Joaquín, que llevaba cinco años sin dar el cante en la capital, hizo mutis a los 40 minutos de iniciarse el concierto para que su fiel Pancho Varona y el guitarrista Jaime Asúa (exAlarma!!!) interpretaran dos temas, algo nada infrecuente. Sin embargo, cuando volvió era otro. Su rostro, cuentan los periódicos, reflejaba esa catástrofe interior. Al final, hubo de renunciar a los sagrados bises y se despidió entre lágrimas. Es lógico pensar que devorado por la impotencia que suponía no poder dar la talla ante el público de la ciudad que más ama y más teme, y en la que reside. Distintos diarios recogen hoy que algunos de los asistentes gritaron «¡tongo, tongo!» sin la menor clemencia, mientras que otros se mostraron en cambio comprensivos con él.

Me viene a la cabeza una actuación de JS en Las Ventas, en 1990, dentro de la gira de Mentiras piadosas. Un periodista muy respetado, y ya fallecido, escribió para El País una crítica que tituló «Mal trago», y en la que relataba una noche bastante análoga a la de ayer: un buen comienzo y después, a medida que el recital avanzaba, un inesperado gatillazo de Sabina, de quien decía que cantó muy mal, que le falló en todo momento la voz, y que si consiguió salvar los muebles fue gracias al empuje de la enfebrecida multitud. Al igual que anoche, abandonó el escenario unos minutos para que Varona y Asúa acometieran dos canciones, y aunque sí hubo bises y rebises, el crítico no perdonó. Concluido el concierto, el sobresaliente letrista reconocía que cantar en Madrid era sinónimo de «temblequeo de piernas». Años más tarde me confesó para Perdonen la tristeza que estuvo a punto de retirarse tras leer esa crítica. Una boutade de la que se podía extraer, no obstante, una valiosa enseñanza: por mucho que el éxito te acompañe, hay juicios adversos que siguen provocando un profundo dolor. Más, si cabe, que en los días anteriores a la fama, ya que a partir de ahí estás permanentemente en el punto de mira y todo se amplifica.

SOLICITUD ESCRITA
En el fragmento sobre los conciertos de Sabina, ¿qué título le puso el periodista de El País a su crítica de la actuación en Las Ventas de 1990?

CONJUNTO DE REGISTROS
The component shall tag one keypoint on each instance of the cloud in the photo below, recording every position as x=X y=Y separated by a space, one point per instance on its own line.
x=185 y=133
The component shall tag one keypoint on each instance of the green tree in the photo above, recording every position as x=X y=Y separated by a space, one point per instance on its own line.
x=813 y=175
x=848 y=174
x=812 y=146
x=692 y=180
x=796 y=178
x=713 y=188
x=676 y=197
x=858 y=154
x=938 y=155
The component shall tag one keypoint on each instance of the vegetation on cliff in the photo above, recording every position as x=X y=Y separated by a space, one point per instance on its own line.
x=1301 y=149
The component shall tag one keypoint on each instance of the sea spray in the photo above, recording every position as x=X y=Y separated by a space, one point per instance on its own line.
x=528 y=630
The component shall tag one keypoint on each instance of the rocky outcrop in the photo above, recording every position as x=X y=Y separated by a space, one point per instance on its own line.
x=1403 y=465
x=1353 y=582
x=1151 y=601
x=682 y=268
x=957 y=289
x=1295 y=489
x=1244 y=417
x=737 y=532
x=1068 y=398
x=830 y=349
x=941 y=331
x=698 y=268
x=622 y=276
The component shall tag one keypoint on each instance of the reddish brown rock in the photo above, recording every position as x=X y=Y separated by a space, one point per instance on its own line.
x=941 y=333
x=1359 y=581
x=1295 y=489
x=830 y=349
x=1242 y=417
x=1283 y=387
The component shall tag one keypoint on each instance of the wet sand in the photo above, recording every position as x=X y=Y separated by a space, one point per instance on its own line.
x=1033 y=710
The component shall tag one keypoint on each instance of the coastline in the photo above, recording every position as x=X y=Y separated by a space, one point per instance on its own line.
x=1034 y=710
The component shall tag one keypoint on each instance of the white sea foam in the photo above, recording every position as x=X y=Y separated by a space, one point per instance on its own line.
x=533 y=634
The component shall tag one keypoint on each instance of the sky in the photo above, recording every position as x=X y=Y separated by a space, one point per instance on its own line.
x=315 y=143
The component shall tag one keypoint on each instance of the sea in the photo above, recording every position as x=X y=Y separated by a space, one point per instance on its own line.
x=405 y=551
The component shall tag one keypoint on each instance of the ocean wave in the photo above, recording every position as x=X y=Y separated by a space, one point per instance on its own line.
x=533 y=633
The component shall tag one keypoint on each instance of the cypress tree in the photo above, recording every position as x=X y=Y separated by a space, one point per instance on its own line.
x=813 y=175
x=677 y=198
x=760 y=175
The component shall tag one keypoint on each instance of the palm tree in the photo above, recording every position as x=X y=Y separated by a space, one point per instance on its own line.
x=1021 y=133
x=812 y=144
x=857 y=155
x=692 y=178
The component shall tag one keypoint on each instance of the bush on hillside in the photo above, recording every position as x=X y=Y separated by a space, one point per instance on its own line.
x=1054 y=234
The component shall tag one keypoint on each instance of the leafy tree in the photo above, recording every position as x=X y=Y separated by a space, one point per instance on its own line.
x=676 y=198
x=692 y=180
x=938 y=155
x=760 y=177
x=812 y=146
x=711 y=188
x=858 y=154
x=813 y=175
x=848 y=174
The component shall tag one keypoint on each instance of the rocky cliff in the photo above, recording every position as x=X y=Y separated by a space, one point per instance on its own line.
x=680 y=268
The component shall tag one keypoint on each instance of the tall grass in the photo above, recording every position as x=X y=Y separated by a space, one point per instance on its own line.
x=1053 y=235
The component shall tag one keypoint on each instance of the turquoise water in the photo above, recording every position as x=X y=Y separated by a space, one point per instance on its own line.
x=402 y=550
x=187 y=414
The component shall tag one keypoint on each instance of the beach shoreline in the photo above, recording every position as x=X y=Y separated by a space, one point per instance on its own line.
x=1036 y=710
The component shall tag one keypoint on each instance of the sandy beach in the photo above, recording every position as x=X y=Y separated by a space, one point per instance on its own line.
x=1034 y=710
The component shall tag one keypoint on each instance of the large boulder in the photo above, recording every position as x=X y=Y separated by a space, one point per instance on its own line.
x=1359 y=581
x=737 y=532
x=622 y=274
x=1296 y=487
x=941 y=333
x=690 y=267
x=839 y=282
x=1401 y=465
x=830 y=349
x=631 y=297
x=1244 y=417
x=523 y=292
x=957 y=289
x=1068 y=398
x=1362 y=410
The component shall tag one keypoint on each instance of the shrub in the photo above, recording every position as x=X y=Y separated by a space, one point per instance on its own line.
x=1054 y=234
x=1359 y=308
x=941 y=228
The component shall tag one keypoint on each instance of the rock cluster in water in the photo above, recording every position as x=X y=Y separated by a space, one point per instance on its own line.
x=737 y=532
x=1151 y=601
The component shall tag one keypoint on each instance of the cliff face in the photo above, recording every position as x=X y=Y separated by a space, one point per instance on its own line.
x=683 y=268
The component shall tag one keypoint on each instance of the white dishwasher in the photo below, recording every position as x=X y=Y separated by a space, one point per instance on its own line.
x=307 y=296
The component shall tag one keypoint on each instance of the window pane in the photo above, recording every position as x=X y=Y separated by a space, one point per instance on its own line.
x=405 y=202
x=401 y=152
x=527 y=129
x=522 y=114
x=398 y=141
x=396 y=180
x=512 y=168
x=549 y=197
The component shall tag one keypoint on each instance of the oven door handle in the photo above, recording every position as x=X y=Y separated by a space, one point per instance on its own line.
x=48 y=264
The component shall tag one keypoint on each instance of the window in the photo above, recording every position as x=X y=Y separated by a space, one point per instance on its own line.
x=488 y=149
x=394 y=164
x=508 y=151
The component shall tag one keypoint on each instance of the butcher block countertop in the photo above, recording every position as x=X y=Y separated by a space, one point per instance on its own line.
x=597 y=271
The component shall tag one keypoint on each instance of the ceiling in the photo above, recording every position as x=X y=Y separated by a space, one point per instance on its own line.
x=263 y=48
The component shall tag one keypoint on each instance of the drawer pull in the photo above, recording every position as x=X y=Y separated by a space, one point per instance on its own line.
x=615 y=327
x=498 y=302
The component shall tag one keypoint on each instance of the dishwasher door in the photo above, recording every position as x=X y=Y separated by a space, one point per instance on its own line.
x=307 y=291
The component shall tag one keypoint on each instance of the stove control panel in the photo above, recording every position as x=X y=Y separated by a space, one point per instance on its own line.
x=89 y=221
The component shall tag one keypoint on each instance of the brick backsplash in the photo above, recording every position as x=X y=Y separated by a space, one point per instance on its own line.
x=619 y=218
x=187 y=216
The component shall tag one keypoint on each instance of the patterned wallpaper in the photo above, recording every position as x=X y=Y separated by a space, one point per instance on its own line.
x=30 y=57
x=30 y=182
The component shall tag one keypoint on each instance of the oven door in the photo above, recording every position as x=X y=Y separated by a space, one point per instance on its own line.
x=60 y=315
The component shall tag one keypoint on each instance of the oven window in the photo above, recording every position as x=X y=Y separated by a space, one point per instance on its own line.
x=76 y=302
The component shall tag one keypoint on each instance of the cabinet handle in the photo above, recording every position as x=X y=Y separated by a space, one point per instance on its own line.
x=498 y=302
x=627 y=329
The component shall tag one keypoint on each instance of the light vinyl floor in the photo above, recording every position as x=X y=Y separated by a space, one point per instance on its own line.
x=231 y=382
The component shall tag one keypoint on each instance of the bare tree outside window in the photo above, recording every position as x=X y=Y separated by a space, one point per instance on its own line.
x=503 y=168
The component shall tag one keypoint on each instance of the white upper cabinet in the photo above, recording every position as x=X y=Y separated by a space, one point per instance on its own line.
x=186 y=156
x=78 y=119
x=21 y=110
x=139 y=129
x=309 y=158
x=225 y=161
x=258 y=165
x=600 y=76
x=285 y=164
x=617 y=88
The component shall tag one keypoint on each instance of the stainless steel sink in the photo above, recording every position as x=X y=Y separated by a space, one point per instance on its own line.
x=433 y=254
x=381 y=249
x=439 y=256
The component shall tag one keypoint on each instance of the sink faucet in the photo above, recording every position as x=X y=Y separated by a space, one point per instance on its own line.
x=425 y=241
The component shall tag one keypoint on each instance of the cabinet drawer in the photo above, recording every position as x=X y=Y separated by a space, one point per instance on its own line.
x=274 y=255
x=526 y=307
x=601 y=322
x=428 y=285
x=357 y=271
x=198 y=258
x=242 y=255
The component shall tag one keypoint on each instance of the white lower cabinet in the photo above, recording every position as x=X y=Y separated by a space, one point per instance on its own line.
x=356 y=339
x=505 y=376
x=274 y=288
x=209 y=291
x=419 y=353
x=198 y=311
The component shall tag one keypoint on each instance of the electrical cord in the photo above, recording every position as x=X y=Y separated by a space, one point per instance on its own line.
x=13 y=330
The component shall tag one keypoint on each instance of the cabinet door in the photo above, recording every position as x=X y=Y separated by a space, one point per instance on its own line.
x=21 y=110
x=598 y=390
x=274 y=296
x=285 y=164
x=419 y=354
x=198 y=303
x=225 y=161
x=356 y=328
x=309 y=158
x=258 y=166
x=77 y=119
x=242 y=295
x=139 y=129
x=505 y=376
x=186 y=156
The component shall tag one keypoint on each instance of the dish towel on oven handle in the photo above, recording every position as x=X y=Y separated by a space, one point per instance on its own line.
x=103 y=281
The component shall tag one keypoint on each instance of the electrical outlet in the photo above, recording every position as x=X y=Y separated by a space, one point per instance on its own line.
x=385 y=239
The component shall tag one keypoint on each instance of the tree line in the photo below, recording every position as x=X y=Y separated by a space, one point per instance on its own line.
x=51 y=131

RESPUESTA
La tituló «Mal trago».